**Stated exercise**
Extract all data as written.

— START Extracted records —

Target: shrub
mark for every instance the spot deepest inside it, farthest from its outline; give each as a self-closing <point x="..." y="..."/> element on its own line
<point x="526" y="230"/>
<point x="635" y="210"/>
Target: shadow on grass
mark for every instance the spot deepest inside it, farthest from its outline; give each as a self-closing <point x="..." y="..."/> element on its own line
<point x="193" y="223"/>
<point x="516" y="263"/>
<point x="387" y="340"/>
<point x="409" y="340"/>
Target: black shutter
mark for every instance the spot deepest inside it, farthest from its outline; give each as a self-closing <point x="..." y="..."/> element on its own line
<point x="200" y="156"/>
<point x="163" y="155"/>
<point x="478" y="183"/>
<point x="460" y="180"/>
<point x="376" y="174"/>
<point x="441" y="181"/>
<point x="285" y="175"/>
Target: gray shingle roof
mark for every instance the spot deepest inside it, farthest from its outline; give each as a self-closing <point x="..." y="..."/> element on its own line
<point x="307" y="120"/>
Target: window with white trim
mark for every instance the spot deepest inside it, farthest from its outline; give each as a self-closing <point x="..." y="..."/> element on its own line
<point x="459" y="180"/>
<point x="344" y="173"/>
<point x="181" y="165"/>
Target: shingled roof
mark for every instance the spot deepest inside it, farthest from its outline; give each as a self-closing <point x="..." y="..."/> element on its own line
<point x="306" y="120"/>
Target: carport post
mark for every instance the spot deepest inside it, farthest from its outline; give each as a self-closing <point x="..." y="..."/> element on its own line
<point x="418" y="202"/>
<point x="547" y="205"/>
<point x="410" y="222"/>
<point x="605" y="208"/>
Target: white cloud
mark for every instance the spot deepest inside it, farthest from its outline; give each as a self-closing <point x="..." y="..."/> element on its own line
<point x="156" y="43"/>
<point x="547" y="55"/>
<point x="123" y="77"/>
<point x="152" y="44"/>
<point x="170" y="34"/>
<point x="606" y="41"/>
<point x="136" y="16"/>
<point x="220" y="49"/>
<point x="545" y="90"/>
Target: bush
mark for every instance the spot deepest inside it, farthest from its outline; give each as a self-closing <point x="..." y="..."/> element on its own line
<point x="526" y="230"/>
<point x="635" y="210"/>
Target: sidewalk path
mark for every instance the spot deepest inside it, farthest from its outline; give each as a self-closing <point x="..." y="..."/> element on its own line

— END Extracted records —

**Problem solution**
Target: shrub
mark for every instance the spot deepest inside it, farthest from its outline; give each as a self-closing <point x="..." y="..."/> element on its own line
<point x="526" y="230"/>
<point x="635" y="210"/>
Target: shadow on grass
mark for every instance the spot deepest inside it, farthest from its outline; give each as a self-closing <point x="..." y="..."/> element on its own line
<point x="193" y="223"/>
<point x="516" y="263"/>
<point x="387" y="340"/>
<point x="409" y="340"/>
Target: black shutter
mark for every instance the spot deepest inside it, farthest from its outline; give each as a self-closing <point x="..." y="..."/> element on its own line
<point x="200" y="156"/>
<point x="163" y="155"/>
<point x="478" y="183"/>
<point x="460" y="180"/>
<point x="376" y="174"/>
<point x="441" y="181"/>
<point x="285" y="175"/>
Target: gray shingle roof
mark for every instance the spot deepest inside it, farthest from its outline; give each as a self-closing <point x="..." y="..."/> element on its own line
<point x="307" y="120"/>
Target: window with white trim
mark for every instance the spot deepest inside it, farthest from its outline; give each as a self-closing <point x="..." y="..."/> element on its own line
<point x="459" y="180"/>
<point x="344" y="173"/>
<point x="181" y="165"/>
Target: shingled roof
mark for every instance the spot deepest inside it, farthest from its outline; give each as a self-closing <point x="..." y="..."/> element on its own line
<point x="306" y="120"/>
Target: carport post
mark for every instance the spot deepest inside it, farthest from its outline; give each as a self-closing <point x="..." y="..."/> element on its own line
<point x="418" y="202"/>
<point x="547" y="205"/>
<point x="410" y="222"/>
<point x="605" y="208"/>
Target: white cloud
mark for every instance the spot deepest inside it, farthest from its outline; give each as a self-closing <point x="..." y="..."/> element on its own line
<point x="156" y="43"/>
<point x="547" y="55"/>
<point x="123" y="77"/>
<point x="152" y="44"/>
<point x="170" y="34"/>
<point x="606" y="41"/>
<point x="136" y="16"/>
<point x="220" y="49"/>
<point x="545" y="90"/>
Target: bush
mark for every instance the spot deepest inside it, farthest from its outline; give each as a self-closing <point x="..." y="..."/> element on its own line
<point x="526" y="230"/>
<point x="635" y="210"/>
Target: sidewalk path
mark for every instance the spot deepest inside it, farthest from its outline; give each as a self-closing <point x="..." y="..."/> element on its own line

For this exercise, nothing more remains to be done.